Initially stunned by OBC leaders breaking its pipe dream of a vertically integrated scheme under Hindutva, BJP ended up walking the Mandal line by reconfiguring the mosaic in its own way, and giving leaders like Kalyan Singh, Uma Bharti and others pride of place. Though Narendra Modi never invoked his own caste overtly in election campaigns before 2014, his invocation in that election was a nod to the salience of social justice.
Tejashwi Yadav was less than one year old when his father, then chief minister, had stopped Advani’s Toyota Rath and got him detained. Tejashwi’s emergence as a 31-year old at the head of the single-largest party in Bihar, where the Congress and Left parties accepted him unquestioningly as the ‘CM-face’ from the very start, spoke of a campaign where all participants knew the dynamics at work.
Tejashwi allowed the social justice platform to acquire more heft and breadth by speaking of economic justice to not only throw the net wider, but allow the slogan to evolve into a more durable one. Emboldened by the Left parties under his umbrella, the call was something with a shelf-life beyond the assembly elections, apart from forcing the incumbent BJP and Nitish to scramble and run a me-too campaign.

(Natural-language descriptions of regions)
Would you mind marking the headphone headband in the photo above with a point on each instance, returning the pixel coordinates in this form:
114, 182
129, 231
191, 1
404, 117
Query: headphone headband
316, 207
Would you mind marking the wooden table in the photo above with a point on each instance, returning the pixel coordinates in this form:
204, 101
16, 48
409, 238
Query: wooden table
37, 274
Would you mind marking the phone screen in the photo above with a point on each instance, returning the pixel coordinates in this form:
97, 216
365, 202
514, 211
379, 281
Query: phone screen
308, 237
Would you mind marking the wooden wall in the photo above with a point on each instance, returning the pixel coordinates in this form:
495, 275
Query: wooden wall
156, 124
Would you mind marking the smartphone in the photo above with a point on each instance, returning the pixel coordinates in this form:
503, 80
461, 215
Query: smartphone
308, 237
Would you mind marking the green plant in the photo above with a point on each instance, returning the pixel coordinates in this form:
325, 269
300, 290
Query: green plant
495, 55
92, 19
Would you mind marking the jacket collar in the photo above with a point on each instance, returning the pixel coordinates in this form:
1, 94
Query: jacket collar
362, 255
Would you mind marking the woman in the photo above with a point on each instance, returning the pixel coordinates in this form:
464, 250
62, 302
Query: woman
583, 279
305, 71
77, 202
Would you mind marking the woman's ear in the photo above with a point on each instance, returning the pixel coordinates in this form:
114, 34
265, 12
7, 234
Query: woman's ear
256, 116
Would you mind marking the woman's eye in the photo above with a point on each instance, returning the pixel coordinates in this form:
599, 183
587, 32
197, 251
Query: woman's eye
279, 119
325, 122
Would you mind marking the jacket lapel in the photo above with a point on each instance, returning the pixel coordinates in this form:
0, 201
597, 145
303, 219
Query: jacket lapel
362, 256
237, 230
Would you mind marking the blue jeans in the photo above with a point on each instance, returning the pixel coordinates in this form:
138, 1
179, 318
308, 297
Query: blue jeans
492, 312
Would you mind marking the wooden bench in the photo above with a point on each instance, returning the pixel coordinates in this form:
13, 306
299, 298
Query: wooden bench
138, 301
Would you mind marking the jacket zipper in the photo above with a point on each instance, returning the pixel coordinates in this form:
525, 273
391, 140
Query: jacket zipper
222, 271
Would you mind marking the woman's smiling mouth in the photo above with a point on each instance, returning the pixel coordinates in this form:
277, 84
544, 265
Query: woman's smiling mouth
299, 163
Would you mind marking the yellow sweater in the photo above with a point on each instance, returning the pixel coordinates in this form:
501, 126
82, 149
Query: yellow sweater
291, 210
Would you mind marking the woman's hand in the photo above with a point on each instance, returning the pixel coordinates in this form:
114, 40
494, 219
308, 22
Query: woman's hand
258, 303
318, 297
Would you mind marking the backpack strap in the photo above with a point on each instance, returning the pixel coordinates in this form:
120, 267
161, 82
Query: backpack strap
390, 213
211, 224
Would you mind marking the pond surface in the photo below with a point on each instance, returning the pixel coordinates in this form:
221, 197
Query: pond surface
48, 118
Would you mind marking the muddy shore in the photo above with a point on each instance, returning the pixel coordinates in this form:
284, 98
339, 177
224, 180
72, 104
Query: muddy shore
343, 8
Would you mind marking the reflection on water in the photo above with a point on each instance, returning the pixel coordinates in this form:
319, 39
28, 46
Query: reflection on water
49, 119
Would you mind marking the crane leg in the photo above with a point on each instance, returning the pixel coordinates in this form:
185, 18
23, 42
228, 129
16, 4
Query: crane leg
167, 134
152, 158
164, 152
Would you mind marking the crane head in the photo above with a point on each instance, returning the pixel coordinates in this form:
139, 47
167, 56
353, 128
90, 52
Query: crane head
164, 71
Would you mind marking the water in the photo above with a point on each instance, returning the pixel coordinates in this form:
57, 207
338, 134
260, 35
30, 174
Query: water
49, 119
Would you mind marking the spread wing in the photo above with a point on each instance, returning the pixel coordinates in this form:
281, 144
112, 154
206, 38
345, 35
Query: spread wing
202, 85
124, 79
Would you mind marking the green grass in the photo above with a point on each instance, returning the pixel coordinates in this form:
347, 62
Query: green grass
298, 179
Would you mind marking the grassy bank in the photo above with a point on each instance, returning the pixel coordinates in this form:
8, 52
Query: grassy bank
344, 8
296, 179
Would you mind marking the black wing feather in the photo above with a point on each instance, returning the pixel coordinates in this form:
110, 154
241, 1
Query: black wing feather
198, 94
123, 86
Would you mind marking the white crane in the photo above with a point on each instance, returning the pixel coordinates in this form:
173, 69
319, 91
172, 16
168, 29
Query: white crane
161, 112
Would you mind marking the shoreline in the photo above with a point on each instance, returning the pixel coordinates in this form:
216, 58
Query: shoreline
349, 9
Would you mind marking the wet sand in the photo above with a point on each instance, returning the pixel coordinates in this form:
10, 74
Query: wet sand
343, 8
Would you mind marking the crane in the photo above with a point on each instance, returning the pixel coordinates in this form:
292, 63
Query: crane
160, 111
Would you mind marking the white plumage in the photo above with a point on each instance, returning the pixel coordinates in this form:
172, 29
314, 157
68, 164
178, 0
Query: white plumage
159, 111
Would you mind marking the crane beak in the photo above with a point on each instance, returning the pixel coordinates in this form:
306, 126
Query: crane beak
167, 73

- _WORK TO BE COMPLETED_
Name every individual person mentioned by name in the text about social justice politics. The listing has no connection to the text about social justice politics.

- _EXPECTED OUTPUT_
Kalyan Singh, Uma Bharti, Narendra Modi, Tejashwi Yadav, Advani, Nitish